Reproduce the entries below word for word, from their first line through the line that contains "x=29, y=161".

**Data provided**
-=-=-=-=-
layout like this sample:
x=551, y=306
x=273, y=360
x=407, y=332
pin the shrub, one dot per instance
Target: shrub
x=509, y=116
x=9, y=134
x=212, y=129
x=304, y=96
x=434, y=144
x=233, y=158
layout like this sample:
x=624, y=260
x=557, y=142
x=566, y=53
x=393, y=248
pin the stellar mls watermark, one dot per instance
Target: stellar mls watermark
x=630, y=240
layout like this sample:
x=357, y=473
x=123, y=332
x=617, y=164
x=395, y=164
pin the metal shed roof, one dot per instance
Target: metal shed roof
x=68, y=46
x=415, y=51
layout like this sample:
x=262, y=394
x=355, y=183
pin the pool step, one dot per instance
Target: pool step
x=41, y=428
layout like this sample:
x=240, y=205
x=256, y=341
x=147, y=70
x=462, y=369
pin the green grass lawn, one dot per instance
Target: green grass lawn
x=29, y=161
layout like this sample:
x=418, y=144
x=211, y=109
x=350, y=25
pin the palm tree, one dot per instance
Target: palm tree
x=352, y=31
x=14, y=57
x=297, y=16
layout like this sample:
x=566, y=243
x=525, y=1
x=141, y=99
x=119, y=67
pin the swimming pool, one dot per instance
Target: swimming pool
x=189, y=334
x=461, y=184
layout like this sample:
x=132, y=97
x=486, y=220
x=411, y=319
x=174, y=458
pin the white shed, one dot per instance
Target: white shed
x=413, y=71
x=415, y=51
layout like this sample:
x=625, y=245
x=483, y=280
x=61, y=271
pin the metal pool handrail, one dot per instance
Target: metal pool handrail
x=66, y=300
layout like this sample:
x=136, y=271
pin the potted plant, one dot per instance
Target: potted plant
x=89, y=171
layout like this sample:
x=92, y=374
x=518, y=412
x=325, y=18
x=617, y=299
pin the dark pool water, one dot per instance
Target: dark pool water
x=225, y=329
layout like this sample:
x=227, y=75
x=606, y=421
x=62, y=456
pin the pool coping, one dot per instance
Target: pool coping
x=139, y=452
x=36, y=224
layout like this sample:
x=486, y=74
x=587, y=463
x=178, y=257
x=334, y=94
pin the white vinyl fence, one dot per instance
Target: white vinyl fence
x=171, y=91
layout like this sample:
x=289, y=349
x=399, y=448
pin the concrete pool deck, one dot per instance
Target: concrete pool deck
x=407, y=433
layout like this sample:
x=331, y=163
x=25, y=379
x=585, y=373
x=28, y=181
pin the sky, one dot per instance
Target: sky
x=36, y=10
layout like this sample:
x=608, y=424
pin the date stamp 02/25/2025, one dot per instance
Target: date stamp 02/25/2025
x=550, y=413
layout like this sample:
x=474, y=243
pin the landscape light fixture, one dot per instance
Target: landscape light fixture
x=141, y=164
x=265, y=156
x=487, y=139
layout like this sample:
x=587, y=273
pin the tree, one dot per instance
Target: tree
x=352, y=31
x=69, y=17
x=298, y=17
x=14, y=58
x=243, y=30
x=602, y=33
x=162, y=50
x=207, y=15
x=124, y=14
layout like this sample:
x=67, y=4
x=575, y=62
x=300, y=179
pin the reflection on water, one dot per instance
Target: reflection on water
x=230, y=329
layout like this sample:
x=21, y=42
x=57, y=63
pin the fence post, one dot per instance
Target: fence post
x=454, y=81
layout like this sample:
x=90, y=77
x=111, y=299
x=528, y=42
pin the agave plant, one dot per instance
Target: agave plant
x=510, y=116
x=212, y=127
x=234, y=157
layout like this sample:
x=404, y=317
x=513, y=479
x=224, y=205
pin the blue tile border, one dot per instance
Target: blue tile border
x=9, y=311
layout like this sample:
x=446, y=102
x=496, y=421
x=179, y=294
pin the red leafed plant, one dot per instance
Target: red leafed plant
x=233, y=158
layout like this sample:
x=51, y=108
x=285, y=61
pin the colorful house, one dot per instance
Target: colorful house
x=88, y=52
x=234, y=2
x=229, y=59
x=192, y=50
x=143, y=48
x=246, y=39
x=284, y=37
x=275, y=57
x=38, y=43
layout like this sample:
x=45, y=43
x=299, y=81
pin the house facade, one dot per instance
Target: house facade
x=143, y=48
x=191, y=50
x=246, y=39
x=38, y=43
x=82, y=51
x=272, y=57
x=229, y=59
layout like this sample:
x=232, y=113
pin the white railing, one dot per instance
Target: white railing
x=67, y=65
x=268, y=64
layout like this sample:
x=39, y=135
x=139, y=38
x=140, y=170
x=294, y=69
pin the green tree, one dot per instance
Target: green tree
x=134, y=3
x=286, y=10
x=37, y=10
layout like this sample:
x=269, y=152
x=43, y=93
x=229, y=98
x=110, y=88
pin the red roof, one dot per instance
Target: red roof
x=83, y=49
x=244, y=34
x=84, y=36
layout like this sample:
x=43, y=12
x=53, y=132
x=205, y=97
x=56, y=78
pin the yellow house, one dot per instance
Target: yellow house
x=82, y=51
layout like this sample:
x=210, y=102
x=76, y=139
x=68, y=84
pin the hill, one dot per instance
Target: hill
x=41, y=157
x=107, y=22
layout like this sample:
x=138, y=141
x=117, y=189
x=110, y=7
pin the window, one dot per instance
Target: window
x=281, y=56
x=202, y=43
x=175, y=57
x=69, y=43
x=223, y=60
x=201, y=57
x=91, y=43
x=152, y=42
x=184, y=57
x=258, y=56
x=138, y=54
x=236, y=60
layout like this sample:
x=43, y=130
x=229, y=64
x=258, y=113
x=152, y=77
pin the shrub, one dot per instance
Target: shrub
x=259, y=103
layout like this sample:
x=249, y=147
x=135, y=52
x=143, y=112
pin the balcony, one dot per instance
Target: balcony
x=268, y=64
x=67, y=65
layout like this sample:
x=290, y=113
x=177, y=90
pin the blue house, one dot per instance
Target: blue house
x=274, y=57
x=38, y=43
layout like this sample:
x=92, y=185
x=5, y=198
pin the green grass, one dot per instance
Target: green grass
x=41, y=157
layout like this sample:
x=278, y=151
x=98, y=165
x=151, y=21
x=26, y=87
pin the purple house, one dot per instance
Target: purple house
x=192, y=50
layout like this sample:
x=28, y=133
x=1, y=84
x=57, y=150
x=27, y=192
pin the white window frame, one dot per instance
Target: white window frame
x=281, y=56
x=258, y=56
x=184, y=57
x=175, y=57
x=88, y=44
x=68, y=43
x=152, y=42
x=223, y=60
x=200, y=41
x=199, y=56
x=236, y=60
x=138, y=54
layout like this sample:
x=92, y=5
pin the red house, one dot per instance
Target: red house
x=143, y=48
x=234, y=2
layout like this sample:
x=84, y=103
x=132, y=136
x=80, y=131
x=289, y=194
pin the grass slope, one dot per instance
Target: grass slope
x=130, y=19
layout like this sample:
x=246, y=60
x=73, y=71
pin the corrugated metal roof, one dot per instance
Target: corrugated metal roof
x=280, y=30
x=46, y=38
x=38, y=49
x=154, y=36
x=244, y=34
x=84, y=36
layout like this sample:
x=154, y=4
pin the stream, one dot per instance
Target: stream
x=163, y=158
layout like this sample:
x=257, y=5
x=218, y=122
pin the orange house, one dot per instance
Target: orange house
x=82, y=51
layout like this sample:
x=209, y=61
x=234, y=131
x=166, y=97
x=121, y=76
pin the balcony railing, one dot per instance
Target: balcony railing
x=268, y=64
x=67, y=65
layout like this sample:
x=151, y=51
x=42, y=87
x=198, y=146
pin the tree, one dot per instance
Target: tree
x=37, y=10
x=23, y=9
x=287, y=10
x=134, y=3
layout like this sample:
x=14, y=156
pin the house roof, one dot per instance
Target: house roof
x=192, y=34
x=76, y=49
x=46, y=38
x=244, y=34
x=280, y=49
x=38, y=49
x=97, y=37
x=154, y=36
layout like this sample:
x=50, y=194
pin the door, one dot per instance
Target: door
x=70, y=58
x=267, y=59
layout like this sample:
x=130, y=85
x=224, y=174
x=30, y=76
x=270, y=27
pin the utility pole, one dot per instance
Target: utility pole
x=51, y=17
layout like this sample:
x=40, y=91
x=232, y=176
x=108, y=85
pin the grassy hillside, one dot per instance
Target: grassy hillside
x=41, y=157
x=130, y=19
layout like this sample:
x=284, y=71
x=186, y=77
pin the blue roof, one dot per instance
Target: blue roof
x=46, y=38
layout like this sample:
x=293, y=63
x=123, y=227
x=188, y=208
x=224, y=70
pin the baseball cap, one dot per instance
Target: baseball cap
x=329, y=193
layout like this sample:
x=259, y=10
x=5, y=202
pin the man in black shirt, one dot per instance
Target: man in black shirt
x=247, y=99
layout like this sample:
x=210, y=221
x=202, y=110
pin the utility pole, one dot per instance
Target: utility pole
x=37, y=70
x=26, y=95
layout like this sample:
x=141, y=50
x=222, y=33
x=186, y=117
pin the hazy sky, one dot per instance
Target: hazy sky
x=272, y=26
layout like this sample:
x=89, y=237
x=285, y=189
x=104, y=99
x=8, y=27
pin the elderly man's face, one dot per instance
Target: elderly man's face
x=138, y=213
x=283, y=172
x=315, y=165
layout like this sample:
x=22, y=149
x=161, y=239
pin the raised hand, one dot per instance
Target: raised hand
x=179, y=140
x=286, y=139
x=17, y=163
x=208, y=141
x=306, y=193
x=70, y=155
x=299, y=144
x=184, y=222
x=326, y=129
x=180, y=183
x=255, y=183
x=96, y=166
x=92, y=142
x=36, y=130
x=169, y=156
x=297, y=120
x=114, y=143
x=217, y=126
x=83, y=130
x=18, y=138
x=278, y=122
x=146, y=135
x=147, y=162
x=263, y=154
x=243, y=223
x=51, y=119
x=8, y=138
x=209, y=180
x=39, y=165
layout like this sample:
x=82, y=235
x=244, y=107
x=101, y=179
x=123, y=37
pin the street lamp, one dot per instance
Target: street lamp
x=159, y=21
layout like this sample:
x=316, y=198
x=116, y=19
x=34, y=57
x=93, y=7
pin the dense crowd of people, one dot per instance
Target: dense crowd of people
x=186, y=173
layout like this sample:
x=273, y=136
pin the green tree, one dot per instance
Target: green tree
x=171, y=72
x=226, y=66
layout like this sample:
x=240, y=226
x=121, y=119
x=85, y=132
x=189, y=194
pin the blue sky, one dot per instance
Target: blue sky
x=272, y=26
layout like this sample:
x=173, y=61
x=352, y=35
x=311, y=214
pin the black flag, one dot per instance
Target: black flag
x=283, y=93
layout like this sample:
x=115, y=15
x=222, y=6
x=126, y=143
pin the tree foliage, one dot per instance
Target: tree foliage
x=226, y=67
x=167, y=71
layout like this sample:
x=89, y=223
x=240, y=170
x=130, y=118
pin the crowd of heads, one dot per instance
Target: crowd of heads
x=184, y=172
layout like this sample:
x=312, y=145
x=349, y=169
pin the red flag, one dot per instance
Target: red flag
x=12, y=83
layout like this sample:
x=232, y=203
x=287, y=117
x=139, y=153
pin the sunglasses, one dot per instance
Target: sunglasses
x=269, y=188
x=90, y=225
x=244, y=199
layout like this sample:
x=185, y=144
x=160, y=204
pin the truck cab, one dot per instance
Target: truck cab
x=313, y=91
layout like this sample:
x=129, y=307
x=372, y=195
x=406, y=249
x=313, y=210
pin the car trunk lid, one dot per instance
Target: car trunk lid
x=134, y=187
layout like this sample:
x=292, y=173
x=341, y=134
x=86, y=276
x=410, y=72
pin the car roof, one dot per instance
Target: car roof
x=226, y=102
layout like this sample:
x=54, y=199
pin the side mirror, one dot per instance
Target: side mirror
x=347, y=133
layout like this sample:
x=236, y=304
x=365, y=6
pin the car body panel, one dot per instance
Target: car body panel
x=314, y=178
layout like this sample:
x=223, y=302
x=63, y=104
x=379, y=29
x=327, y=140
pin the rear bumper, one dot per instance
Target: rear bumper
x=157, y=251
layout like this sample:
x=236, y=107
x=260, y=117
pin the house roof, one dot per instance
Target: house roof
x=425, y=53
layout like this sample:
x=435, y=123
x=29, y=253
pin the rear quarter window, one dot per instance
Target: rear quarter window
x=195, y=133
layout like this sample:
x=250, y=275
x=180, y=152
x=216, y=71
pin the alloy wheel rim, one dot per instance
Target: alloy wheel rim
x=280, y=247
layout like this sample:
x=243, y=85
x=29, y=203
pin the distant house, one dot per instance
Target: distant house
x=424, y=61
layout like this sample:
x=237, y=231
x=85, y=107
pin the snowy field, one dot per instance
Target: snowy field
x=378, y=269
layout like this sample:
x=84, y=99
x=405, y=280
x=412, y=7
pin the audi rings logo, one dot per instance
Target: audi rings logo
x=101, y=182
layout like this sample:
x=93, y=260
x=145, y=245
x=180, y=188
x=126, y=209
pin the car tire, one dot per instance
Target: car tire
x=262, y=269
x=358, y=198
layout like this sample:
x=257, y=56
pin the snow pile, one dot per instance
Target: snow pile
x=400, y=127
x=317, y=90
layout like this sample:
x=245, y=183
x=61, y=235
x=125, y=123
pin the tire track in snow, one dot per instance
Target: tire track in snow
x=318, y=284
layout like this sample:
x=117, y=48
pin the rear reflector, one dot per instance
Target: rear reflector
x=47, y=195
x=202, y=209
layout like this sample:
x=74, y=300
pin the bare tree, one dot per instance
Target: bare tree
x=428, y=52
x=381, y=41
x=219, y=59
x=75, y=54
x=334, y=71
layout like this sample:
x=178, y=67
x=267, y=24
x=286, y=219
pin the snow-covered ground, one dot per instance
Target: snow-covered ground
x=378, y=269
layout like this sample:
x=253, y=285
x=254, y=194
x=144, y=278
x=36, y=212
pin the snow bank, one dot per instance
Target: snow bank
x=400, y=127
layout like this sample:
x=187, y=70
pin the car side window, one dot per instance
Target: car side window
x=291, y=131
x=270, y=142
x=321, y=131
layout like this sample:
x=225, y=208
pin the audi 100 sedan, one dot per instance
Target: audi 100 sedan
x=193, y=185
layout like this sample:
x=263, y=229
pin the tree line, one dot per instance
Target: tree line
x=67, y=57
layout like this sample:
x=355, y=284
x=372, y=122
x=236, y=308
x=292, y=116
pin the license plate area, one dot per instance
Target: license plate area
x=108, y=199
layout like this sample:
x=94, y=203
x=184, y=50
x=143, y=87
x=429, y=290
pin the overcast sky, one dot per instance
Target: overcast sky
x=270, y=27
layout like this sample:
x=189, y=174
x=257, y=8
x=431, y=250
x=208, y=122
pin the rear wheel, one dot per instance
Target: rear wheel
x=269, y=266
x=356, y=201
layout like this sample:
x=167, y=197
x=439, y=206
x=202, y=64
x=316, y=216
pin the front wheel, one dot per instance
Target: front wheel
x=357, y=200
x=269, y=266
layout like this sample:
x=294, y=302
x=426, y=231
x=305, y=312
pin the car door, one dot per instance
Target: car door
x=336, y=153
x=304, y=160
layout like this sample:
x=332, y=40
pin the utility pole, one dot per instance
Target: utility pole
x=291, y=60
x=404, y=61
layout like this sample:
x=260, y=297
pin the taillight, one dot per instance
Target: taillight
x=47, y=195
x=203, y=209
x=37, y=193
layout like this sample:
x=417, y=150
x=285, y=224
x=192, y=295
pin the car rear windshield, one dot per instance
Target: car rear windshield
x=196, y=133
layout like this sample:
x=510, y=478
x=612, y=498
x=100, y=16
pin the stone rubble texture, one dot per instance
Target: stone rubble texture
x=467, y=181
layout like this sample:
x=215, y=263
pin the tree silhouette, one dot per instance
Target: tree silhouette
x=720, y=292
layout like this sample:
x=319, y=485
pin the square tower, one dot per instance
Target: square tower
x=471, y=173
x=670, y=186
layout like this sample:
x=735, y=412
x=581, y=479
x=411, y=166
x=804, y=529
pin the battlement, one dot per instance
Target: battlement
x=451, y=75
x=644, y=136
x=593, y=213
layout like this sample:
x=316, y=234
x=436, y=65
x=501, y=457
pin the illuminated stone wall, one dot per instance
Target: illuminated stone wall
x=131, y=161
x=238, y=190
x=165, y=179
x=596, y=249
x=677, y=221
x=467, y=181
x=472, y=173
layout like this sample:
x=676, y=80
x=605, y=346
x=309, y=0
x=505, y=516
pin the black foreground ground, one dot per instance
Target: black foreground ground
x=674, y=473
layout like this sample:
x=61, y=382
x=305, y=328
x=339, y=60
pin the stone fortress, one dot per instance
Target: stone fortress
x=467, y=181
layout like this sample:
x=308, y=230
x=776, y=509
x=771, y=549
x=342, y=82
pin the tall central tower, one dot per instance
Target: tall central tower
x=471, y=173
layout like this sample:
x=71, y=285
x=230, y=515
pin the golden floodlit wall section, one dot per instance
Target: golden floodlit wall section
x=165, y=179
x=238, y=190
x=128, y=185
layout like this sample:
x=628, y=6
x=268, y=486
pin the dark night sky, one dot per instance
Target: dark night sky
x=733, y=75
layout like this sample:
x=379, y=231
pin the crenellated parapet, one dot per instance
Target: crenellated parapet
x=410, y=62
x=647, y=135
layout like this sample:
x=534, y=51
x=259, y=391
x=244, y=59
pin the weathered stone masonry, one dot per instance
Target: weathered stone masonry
-=-=-=-=-
**Task response**
layout like this sample:
x=551, y=306
x=273, y=360
x=407, y=332
pin the shrub, one dot per instance
Target: shrub
x=509, y=116
x=9, y=134
x=212, y=129
x=304, y=96
x=434, y=144
x=233, y=158
layout like this sample:
x=624, y=260
x=557, y=142
x=566, y=53
x=393, y=248
pin the stellar mls watermark, one dot per instance
Target: stellar mls watermark
x=630, y=240
layout like this sample:
x=357, y=473
x=123, y=332
x=617, y=164
x=395, y=164
pin the metal shed roof, one dot per instance
Target: metal shed roof
x=68, y=46
x=415, y=51
layout like this sample:
x=262, y=394
x=355, y=183
pin the pool step, one dot per instance
Target: pool step
x=41, y=428
layout like this sample:
x=240, y=205
x=256, y=341
x=147, y=70
x=462, y=369
pin the green grass lawn, one dot per instance
Target: green grass lawn
x=29, y=161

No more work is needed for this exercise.